| Exercise objective |
Put the rows below into a Markdown table with two columns, "No." and "Line". Give each row its number, and leave out blank lines.

** Begin Records **

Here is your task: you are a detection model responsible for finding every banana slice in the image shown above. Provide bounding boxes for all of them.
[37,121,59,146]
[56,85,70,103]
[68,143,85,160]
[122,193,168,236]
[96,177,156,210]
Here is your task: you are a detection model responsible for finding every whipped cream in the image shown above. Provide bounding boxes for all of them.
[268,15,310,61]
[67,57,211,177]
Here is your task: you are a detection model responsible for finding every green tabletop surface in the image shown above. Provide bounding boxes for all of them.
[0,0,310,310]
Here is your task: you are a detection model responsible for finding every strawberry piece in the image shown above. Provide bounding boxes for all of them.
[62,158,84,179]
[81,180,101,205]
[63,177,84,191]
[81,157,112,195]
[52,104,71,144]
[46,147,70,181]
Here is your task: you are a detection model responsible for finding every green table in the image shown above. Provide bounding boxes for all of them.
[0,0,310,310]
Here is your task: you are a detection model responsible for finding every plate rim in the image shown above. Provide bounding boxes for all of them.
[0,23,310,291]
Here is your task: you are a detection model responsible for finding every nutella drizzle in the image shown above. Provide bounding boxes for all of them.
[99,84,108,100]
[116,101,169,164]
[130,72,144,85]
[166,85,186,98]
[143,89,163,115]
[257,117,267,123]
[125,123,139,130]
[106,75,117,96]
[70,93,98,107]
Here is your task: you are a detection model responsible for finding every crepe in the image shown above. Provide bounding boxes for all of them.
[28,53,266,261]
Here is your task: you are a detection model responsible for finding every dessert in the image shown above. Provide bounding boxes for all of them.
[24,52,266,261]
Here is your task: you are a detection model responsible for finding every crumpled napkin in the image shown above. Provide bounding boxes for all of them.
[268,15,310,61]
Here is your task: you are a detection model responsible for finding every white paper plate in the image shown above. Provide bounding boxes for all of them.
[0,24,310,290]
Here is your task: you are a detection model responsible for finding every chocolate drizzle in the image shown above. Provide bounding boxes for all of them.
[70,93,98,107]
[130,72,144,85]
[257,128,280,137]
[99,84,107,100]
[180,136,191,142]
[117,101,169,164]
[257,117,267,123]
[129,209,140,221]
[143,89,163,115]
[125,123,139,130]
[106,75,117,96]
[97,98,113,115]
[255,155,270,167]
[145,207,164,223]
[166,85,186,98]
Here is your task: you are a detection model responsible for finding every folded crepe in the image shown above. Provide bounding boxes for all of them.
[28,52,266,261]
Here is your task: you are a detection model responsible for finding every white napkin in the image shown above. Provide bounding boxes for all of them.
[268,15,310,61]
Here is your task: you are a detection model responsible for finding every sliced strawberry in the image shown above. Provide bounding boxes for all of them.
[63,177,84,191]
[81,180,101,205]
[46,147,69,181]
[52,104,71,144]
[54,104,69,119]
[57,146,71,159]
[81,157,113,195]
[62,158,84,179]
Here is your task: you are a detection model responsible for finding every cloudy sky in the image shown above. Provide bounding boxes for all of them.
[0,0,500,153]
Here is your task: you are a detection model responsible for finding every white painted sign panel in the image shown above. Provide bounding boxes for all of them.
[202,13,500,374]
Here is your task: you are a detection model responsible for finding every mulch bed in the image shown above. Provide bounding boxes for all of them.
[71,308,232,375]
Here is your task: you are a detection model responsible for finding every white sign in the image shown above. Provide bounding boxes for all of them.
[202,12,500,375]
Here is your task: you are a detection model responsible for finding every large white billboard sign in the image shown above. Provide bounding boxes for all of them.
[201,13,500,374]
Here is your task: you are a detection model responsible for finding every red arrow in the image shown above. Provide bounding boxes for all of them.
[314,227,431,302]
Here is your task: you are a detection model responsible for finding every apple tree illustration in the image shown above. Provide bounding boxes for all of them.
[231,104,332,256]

** End Records **

| The reply |
| No. | Line |
|---|---|
| 1 | Here is your task: you are a detection model responsible for finding every banana slice in the image shown above. Provide bounding boxes for all of them. |
| 2 | [37,121,59,146] |
| 3 | [56,85,70,103] |
| 4 | [68,143,85,160] |
| 5 | [122,193,168,236] |
| 6 | [96,177,156,210] |
| 7 | Here is your task: you are a detection model responsible for finding every whipped cream in the image shown above. Provide bounding boxes for all of them. |
| 8 | [268,15,310,61] |
| 9 | [67,57,211,177] |
| 10 | Here is your task: you are a detection model responsible for finding every green tabletop surface in the image shown above. Provide bounding boxes for all of them. |
| 11 | [0,0,310,310] |
| 12 | Here is your task: you are a detection model responsible for finding every strawberry piece in the image shown above. Provide bounding boxes for all of them. |
| 13 | [62,158,84,179] |
| 14 | [81,180,101,205] |
| 15 | [63,177,84,191] |
| 16 | [81,157,112,195] |
| 17 | [52,104,71,144] |
| 18 | [46,147,70,181] |
| 19 | Here is your task: you are a detection model responsible for finding every green table in the image shown above. Provide bounding boxes for all of them. |
| 20 | [0,0,310,310] |
| 21 | Here is your task: you are a detection model responsible for finding every plate rim in the image shown above. Provide bounding boxes for all of them. |
| 22 | [0,23,310,291] |
| 23 | Here is your task: you are a detection model responsible for finding every nutella drizzle in the image shown above. Provide bounding boxes for all of them. |
| 24 | [99,84,108,100] |
| 25 | [116,101,169,164] |
| 26 | [130,72,144,85] |
| 27 | [166,85,186,98] |
| 28 | [143,89,163,115] |
| 29 | [257,117,267,123] |
| 30 | [125,123,139,130] |
| 31 | [106,75,117,96] |
| 32 | [70,93,98,107] |
| 33 | Here is your task: you are a detection model responsible for finding every crepe in the image shown above. Provide bounding boxes for all of them. |
| 34 | [28,53,266,261] |
| 35 | Here is your task: you are a detection model responsible for finding every dessert in the image shown above. Provide bounding boxes for all of them. |
| 36 | [24,52,266,261] |
| 37 | Here is your task: you are a detection model responsible for finding every crumpled napkin in the image shown above. Provide bounding boxes for all of them. |
| 38 | [268,15,310,61] |
| 39 | Here is your task: you are a detection model responsible for finding every white paper plate in the image shown above. Provide bounding boxes for all of them. |
| 40 | [0,24,310,290] |
| 41 | Here is your task: you are a detection model responsible for finding every chocolate drizzle in the image shown above. Provide bounding boxes for all of them. |
| 42 | [70,93,98,107] |
| 43 | [130,72,144,85] |
| 44 | [257,128,280,137] |
| 45 | [99,84,107,100] |
| 46 | [180,136,191,142] |
| 47 | [117,101,169,164] |
| 48 | [257,117,267,123] |
| 49 | [129,209,140,221] |
| 50 | [143,89,163,115] |
| 51 | [125,123,139,130] |
| 52 | [106,75,117,96] |
| 53 | [97,98,113,115] |
| 54 | [255,155,270,167] |
| 55 | [145,207,164,223] |
| 56 | [166,85,186,98] |
| 57 | Here is your task: you are a detection model responsible for finding every folded crepe in the image shown above. Provide bounding boxes for all of them. |
| 58 | [28,52,266,261] |
| 59 | Here is your task: you are a detection model responsible for finding every white napkin in the image shown above. Provide bounding boxes for all of them. |
| 60 | [268,15,310,61] |
| 61 | Here is your task: you are a detection model responsible for finding every sliced strawberry in the image shown above. Provide bounding boxes for all of them. |
| 62 | [63,177,84,191] |
| 63 | [81,180,101,205] |
| 64 | [46,147,69,181] |
| 65 | [52,104,71,144] |
| 66 | [54,104,69,119] |
| 67 | [57,146,71,159] |
| 68 | [81,157,113,195] |
| 69 | [62,158,84,179] |
| 70 | Here is your task: you are a detection model responsible for finding every cloudy sky in the image shown above. Provide bounding boxes for all of them. |
| 71 | [0,0,500,153] |
| 72 | Here is your task: you are a detection model responsible for finding every white painted sign panel in the image shown above. Provide bounding boxes for all of them. |
| 73 | [202,13,500,374] |
| 74 | Here is your task: you are a detection model responsible for finding every mulch bed in the image shown above. Provide bounding boxes for all of them. |
| 75 | [71,308,232,375] |
| 76 | Here is your task: you are a detection model responsible for finding every white sign in the image shown above. Provide bounding boxes for all of them. |
| 77 | [202,12,500,375] |
| 78 | Here is your task: you are a detection model responsible for finding every large white billboard sign in the image shown above. Provide bounding boxes for all of them. |
| 79 | [201,13,500,374] |
| 80 | Here is your task: you are a detection model responsible for finding every red arrow in the image shown above. Provide bounding boxes for all of them. |
| 81 | [314,227,431,302] |
| 82 | Here is your task: you are a detection model responsible for finding every apple tree illustration in the image shown above. Provide bounding boxes for all of them. |
| 83 | [231,104,332,256] |